Es stellt sich allerdings die Frage, ob es für uns überhaupt aussichtsreich ist, auf das Auffinden eines Todesgens zu hoffen. Bei fast allen höheren Lebewesen und mit großer Wahrscheinlichkeit auch beim Menschen existieren nämlich keinerlei Anzeichen für die Existenz wirklicher Alterungsgene, die sich quasi bei einem bestimmten Alter oder Lebensereignis einschalten oder deren Aufgabe es gar ist, Altern und Tod zu verursachen. Im ersten Teil des Buches haben wir gesehen, dass sich die Alterung beim Menschen aus vielen verschiedenen Gründen eingeschlichen hat und sehr unterschiedliche Gene daran beteiligt sind; auch pleiotrope Gene, die gleichzeitig wichtige positive Aufgaben haben. (Vgl. Abschnitt "Warum die Natur sich Altern leisten kann")

Bleibt die Frage, inwieweit der Teilungsstopp unserer Zellen als eine Art Todes- oder Alterungsbefehl wirkt. Sehen wir uns die Sache etwas genauer an.
----------
Welche Gene sind laut dem Textauszug über Alterungsgene an der Alterung beteiligt und haben gleichzeitig wichtige positive Aufgaben?
----------
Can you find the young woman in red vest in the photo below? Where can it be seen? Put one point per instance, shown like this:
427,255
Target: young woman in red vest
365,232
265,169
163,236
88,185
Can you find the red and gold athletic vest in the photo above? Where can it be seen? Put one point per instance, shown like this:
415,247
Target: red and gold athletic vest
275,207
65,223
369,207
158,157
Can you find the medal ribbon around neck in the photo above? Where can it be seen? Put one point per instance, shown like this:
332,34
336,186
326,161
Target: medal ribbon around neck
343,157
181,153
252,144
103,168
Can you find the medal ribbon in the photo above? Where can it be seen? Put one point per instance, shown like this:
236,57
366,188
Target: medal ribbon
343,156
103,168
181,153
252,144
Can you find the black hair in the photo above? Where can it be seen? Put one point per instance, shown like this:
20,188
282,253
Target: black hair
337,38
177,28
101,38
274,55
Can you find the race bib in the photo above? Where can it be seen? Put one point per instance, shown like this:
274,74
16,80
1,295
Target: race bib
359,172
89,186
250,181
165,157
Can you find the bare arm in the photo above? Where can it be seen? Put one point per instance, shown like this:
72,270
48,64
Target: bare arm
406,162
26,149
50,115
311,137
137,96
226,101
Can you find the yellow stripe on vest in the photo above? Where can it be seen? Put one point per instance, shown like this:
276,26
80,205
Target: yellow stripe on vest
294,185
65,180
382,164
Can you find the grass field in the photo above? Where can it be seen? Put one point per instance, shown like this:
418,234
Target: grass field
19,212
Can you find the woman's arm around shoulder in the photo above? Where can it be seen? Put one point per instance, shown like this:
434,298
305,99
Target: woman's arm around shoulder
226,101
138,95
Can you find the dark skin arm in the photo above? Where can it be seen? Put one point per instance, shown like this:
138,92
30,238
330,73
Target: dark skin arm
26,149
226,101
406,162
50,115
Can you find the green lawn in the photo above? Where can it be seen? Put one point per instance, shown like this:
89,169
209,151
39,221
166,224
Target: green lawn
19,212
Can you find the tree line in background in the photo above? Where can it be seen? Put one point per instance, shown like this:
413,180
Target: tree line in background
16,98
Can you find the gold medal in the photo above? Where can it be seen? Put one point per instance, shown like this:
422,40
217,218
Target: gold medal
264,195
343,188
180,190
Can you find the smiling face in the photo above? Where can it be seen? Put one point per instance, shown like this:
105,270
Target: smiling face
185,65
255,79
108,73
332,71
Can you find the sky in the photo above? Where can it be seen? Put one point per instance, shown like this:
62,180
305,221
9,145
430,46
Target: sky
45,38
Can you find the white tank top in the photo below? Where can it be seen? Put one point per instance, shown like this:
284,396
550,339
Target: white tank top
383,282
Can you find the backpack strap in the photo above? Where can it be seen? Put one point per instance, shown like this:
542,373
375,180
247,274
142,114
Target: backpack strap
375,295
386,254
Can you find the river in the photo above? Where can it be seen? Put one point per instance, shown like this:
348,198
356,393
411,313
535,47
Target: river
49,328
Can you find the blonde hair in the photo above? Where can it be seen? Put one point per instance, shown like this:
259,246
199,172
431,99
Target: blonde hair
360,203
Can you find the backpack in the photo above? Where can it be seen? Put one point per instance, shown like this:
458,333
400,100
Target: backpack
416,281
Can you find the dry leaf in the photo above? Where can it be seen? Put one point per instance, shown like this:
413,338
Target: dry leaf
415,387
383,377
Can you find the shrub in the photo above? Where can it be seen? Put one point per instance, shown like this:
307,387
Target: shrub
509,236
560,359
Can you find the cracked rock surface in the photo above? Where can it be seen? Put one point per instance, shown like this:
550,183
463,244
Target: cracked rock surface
----------
* [LÖSUNG] Es sind pleiotrope Gene.